Work task |
The records below must be duplicated exactly, character for character.
◇ ◇ ◇ ◇
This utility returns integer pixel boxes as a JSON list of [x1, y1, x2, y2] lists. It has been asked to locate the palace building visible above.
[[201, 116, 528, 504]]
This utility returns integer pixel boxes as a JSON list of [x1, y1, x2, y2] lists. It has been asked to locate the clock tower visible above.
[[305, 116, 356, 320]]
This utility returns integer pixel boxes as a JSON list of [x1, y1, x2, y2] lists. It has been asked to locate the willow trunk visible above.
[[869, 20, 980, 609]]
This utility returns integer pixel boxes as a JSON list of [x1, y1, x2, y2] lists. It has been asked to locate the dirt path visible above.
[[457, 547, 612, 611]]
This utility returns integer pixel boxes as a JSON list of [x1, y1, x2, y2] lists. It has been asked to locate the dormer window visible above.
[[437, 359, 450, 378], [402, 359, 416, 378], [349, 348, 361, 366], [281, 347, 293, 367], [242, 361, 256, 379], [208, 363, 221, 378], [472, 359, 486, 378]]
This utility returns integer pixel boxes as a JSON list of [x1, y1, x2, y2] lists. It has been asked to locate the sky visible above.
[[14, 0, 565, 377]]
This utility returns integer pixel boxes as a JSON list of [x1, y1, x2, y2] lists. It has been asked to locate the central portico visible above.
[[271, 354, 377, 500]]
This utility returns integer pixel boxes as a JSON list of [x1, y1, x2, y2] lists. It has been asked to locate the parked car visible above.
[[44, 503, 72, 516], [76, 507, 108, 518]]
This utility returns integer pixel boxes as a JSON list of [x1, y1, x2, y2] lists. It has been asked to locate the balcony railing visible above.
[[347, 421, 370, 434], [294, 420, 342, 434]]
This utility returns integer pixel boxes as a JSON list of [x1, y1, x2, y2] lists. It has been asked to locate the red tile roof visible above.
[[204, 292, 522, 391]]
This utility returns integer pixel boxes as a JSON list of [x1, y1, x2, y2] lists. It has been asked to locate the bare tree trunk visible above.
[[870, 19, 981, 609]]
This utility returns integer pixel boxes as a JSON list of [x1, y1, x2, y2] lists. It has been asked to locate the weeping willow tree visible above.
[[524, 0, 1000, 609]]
◇ ◇ ◇ ◇
Solution |
This utility returns integer pixel boxes as a JSON list of [x1, y1, x2, y2] lists. It has been asked to locate the palace building visible above.
[[201, 116, 528, 504]]
This utility returns integer pixel boxes as a JSON list of [x1, y1, x2, y2] lists. It has been asked to locate the clock tower visible above.
[[305, 116, 356, 320]]
This utility returns integer pixel boxes as a JSON list of [x1, y1, x2, y2] lists. It has been asked to locate the willow trunk visible above.
[[869, 20, 980, 609]]
This utility returns integer pixel boxes as a JSON list of [x1, y1, x2, y2] lists. It has been asked to locate the dirt path visible above.
[[457, 547, 612, 611]]
This utility returns integer pixel boxes as a JSON list of [x1, y1, x2, y2] lists. It has been asked to locate the dormer window visible above.
[[437, 359, 450, 378], [402, 359, 416, 378], [349, 348, 361, 366], [281, 347, 293, 367], [242, 361, 256, 379], [208, 363, 221, 378], [472, 359, 486, 378]]
This utility returns integer pixel boxes as a JSON list of [x1, y1, x2, y2] lists. It has been asked to locate the sky visible above.
[[14, 0, 565, 377]]
This utility returns integer pixel boxes as a JSON list of [x1, y1, x2, y2] lists. It has been asked to locate the central portico visible above.
[[271, 354, 377, 500]]
This utility returns integer pixel boxes as a JSON list of [x1, y1, x2, y2] lists. It has been asked to locate the parked car visible above.
[[44, 503, 72, 516], [76, 507, 108, 518]]
This utility returns integer pixel boxes as a JSON list of [x1, y1, x2, y2] lists. It has been asked to locate the balcony railing visible above.
[[347, 421, 370, 434], [294, 420, 342, 434]]
This utility returns integer pixel boxes as a JSON list of [x1, y1, x2, y2] lists. It has been asked to locate the red tile roof visible above.
[[204, 292, 522, 391]]
This utility returns integer pixel boxes as a JSON list of [x1, y1, x2, y2] lists. It has been asked to locate the bare tree trunk visible above.
[[870, 19, 981, 609]]
This utility returns integer pixel boxes as a JSON list of [x1, y1, x2, y2] lists. It has been asked to locate the weeping willow tree visible above.
[[524, 0, 1000, 609]]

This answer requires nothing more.